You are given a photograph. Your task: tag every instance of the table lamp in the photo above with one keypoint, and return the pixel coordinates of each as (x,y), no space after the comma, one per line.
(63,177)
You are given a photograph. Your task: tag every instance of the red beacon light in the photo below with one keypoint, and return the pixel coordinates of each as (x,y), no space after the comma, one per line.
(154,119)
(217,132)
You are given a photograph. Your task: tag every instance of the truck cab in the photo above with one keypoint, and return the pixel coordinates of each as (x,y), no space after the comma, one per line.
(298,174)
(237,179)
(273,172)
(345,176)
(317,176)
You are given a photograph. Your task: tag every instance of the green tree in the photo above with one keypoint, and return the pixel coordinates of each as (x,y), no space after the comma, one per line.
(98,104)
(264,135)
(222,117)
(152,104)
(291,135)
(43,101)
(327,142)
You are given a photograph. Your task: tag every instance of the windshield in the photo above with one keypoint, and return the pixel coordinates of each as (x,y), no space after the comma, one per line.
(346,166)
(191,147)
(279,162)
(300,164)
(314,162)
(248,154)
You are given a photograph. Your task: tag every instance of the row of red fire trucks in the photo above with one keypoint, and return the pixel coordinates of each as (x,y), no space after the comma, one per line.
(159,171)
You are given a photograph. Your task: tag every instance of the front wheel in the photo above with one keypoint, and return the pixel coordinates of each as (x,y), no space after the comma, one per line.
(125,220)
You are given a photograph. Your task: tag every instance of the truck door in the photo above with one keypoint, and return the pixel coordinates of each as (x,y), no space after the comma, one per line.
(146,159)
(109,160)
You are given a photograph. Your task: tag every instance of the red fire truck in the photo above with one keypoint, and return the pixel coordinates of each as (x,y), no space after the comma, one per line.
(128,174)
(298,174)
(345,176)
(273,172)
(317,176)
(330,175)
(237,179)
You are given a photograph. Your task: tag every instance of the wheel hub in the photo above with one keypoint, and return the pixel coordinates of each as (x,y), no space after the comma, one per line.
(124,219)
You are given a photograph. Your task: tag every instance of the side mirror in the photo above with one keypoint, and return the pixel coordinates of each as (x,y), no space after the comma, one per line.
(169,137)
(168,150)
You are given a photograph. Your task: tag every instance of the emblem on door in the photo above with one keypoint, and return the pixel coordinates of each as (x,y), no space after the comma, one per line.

* **WHAT THIS TASK INVOLVES**
Copy all of the records above verbatim, one line at a time, with nothing altered.

* **CORRECT ANSWER**
You are given a photograph. Your task: tag every instance of the table lamp in the photo above with one keypoint, and return the pixel coordinates of each as (x,y), no space after the comma, one per line.
(63,177)
You are given a photograph. Your task: tag every instance of the red beacon light in the photo below with one keypoint, and return the pixel coordinates of each as (x,y), no space after the comma, one per line.
(154,119)
(217,132)
You are given a photograph. Your task: tag every instance of the truck cab in the photo above with one keypoint, and return the pixel coordinates of each as (x,y), no space after the comma, one per line.
(298,174)
(237,179)
(273,172)
(345,176)
(317,176)
You are given a photograph. Your task: tag every instance of the green tree in the photo above with one keypoint, and return the pixel coordinates of each as (x,y), no space after the comma, one per line.
(98,104)
(264,135)
(222,117)
(152,104)
(291,135)
(43,101)
(327,142)
You are given a photograph. Your task: tag every instance of the windshield in the photo above with one keypoint, and return the pixel coordinates of each as (x,y), no space after the comma, one per line.
(346,166)
(191,147)
(279,162)
(300,164)
(314,162)
(248,154)
You are given a photograph. Your task: tag every instance of the row of red fire trucks in the photo above with one keypoint, and return the pixel coordinates of each as (x,y), no space after the comma, one per line.
(159,171)
You are given a photograph. Your task: tag every instance of the front wheel in the photo above with one keypoint, and return the pixel coordinates of each as (x,y), no space after the comma, one per line.
(125,220)
You are given a photograph. Your task: tag every instance of the truck door in the photo above with one keypoint, and return the pixel coordinates of each as (x,y), no space after the comma, one per line.
(146,159)
(109,160)
You are given a photograph. Your task: tag every instance of the red fire truck in the photo above with one keypoint, and return the pixel coordinates of each as (x,y), no space after the comma, one per line.
(128,174)
(298,174)
(345,176)
(273,172)
(317,176)
(330,175)
(237,179)
You are given a photograph. Your task: tag every instance of the wheel hub in the photo above with one keypoint, and return the pixel coordinates of each as (x,y), no space after the comma, one per line.
(124,219)
You are given a photograph. Your task: tag every instance of the side mirror in the photo above with one keypoint, and return the pixel coordinates of each as (x,y), no space after the comma, one per line.
(169,137)
(168,150)
You are given a photograph. Your task: tag every instance of the emblem on door in the photo above with one keypoint, and return the pixel coordinates of each as (x,y), no space after the comma, one per line.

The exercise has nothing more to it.